China’s stocks rose, paring the biggest quarterly loss since 2008, as the government struggled to halt a $5 trillion rout and the world’s second-largest economy showed signs of a sharper slowdown.
The Shanghai Composite Index has tumbled 28 percent since the end of June, the biggest loss among benchmark global gauges. The measure rose 0.7 percent to 3,059.36 at the 11:30 a.m. break on turnover 57 percent below the 30-day average for this time of day. China’s financial markets will be shut from Thursday for weeklong National Day holidays.
The value of shares traded on mainland bourses have plunged 87 percent from the June record as the equity boom turned to bust and the government took unprecedented measures to shore up stocks -- including banning major shareholders from selling and curbing index futures trading. Leveraged wagers, which helped fuel gains in the first half of the year, have tumbled by 60 percent since the peak, while the government has wiped out nearly 70 percent of unregulated margin lending. President Xi Jinping said last week equities have entered a phase of "self recovery," signaling policy makers will pare back support as volatility subsides.
“The government’s clampdown on non-compliant margin financing has hit the Chinese equity markets hard,” said Bernard Aw, a strategist at IG Asia Pte in Singapore. “We however may see some upside potential in the fourth quarter, as much of non-compliant margin trading accounts have been cleared. Further weakness in the Chinese economy may see investors keeping to the sidelines.”
Stock Valuations
Hong Kong’s Hang Seng China Enterprises Index rose 2.3 percent on Wednesday, paring its losses this quarter to 27 percent. The Hang Seng Index added 1.4 percent, trimming its three-month decline to 21 percent.
Gauges of technology, material and energy companies in the CSI 300 Index have slumped at least 34 percent this quarter for the worst performances among 10 industry groups. Hundsun Technologies Inc., which has a financial investment platform known as HOMS that allows trust firms and online lenders to provide leveraged trading facilities to clients, plunged 61 percent. China Coal Energy Co. tumbled 47 percent, while Yunnan Copper Co. slumped 59 percent.
Chinese shares remain expensive relative to global stocks after the rout. Equities on mainland bourses trade at a median 49 times reported earnings, the highest among the world’s 10 largest markets and almost three times the multiple of 18 for the Standard & Poor’s 500 Index. The Shanghai index, where low-priced banks have some of the biggest weightings, is valued at 15.3.

> Material shown:
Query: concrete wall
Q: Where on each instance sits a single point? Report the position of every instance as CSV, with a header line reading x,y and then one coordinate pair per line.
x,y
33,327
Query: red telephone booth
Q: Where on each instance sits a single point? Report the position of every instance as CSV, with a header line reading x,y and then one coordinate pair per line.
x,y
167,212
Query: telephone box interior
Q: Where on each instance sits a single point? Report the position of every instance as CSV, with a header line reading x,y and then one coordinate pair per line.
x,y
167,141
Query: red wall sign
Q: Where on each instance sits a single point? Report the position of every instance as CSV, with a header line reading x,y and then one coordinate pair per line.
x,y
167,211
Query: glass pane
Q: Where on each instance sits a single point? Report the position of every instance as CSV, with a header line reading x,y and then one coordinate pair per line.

* * *

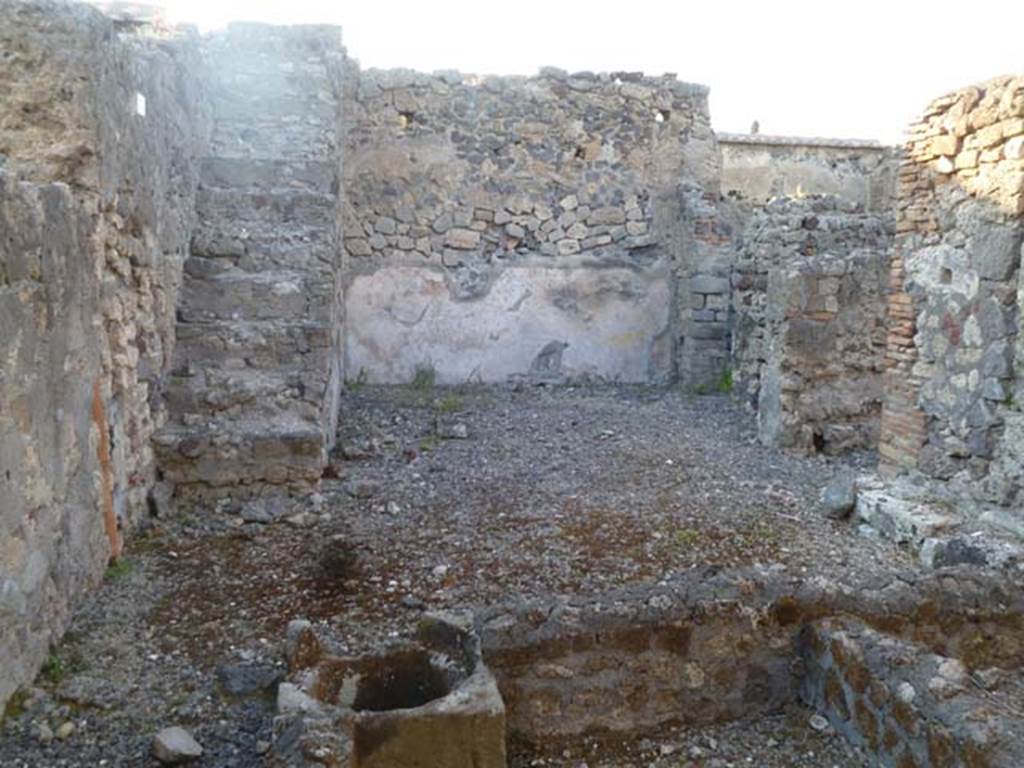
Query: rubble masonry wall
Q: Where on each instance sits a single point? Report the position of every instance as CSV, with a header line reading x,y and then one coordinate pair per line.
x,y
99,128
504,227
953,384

> Requirement 1:
In the article on Chinese stocks, at what median multiple of reported earnings do equities on mainland bourses trade?
> Requirement 2:
Reproduce the part of the article on Chinese stocks between "China’s stocks rose, paring" and "a sharper slowdown.", inclusive.

> Task solution 1:
A median 49 times reported earnings.

> Task solution 2:
China’s stocks rose, paring the biggest quarterly loss since 2008, as the government struggled to halt a $5 trillion rout and the world’s second-largest economy showed signs of a sharper slowdown.